STATED GOAL
In the lines from the one holding "Please mark the power" through the one holding "Please mark the silver", inclusive, rename "power line" to "electrical cable" and give those lines back with nothing else changed.

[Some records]
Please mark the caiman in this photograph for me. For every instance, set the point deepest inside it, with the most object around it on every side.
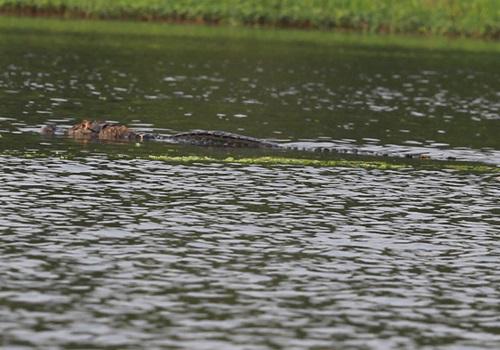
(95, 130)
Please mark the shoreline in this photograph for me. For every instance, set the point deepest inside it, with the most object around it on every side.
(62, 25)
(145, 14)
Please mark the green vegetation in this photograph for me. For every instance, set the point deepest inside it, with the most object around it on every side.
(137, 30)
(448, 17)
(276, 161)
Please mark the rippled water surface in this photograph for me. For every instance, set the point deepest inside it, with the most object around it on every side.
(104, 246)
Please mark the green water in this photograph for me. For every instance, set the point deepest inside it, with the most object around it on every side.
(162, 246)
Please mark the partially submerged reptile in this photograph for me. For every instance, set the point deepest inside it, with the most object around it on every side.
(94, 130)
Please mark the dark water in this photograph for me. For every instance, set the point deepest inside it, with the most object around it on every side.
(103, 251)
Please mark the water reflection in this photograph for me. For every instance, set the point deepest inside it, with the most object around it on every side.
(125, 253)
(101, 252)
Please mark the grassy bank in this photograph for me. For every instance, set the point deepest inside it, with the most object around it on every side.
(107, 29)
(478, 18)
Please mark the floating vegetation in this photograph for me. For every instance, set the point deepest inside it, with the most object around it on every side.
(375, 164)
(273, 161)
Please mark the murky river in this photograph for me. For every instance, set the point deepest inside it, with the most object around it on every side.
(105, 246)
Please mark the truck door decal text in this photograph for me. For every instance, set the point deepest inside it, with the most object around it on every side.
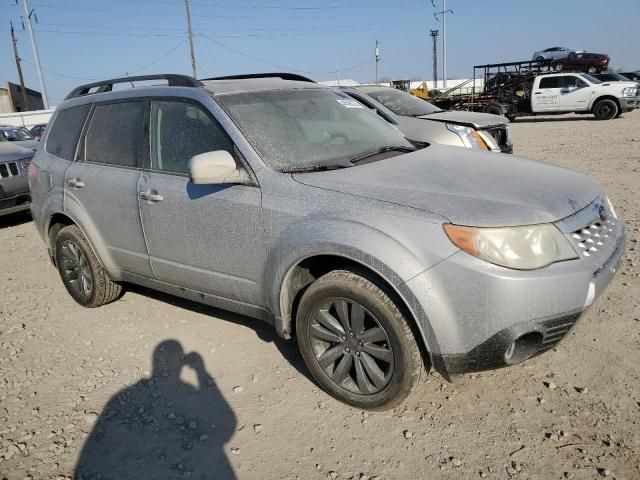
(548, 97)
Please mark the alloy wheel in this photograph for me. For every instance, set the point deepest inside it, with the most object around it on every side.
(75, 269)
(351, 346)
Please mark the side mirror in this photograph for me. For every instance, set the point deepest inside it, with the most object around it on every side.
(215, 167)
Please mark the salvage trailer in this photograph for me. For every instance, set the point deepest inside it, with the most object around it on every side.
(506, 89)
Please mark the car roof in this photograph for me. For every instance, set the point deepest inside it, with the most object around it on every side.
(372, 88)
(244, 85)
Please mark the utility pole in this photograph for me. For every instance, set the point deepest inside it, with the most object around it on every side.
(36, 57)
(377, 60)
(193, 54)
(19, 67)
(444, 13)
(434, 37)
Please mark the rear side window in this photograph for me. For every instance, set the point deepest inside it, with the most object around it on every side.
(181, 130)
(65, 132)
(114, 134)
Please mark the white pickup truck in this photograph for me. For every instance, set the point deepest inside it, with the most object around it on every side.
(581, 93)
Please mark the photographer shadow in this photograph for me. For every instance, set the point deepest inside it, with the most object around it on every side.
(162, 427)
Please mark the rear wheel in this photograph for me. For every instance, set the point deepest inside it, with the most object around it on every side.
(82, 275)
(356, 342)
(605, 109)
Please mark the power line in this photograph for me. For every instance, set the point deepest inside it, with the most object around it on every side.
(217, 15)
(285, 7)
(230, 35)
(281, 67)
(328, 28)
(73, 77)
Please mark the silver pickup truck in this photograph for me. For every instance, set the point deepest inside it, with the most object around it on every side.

--

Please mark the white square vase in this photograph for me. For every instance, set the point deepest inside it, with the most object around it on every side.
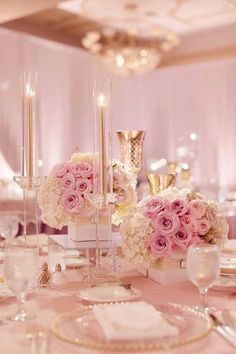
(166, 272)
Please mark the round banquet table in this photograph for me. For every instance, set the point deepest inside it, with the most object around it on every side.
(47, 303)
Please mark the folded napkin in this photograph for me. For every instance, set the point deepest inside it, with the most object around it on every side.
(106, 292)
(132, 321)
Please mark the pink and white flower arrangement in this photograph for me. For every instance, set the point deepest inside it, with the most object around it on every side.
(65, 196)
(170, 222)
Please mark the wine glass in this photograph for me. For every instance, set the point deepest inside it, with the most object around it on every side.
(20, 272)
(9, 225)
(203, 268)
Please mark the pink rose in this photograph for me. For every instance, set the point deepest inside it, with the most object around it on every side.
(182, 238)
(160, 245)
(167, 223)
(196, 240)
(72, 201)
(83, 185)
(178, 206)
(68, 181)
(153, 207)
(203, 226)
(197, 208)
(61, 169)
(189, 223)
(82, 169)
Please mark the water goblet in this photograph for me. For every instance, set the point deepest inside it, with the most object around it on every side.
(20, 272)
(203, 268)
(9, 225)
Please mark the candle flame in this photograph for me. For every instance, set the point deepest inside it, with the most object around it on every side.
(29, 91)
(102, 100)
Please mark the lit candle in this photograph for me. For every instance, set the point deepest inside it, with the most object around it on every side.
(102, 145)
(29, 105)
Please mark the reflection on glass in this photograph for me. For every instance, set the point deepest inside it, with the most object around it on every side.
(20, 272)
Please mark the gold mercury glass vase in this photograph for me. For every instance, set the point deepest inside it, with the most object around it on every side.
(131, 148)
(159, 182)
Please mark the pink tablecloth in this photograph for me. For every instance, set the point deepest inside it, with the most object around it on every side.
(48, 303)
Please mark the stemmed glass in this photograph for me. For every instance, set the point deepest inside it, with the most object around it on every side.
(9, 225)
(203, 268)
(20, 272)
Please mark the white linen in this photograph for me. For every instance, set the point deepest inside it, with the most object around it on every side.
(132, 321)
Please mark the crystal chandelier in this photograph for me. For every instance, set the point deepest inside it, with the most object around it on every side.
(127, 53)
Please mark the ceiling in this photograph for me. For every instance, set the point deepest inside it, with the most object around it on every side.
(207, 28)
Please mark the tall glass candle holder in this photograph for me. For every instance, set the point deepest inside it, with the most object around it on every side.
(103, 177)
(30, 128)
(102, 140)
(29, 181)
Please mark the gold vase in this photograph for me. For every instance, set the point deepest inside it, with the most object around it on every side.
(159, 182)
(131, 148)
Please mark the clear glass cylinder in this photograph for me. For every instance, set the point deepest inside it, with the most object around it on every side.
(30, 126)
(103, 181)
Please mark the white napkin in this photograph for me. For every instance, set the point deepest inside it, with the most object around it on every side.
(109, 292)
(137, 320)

REPLY TO THE EXERCISE
Please mark the electrical cable in this photograph for me. For every instance, set the point deepest inside it, with the most object around it on every side.
(217, 15)
(285, 7)
(230, 35)
(281, 67)
(328, 28)
(73, 77)
Please mark the silver pickup truck in this photograph for me. For every instance, set the point deepest inside it, with the most object around it on every side.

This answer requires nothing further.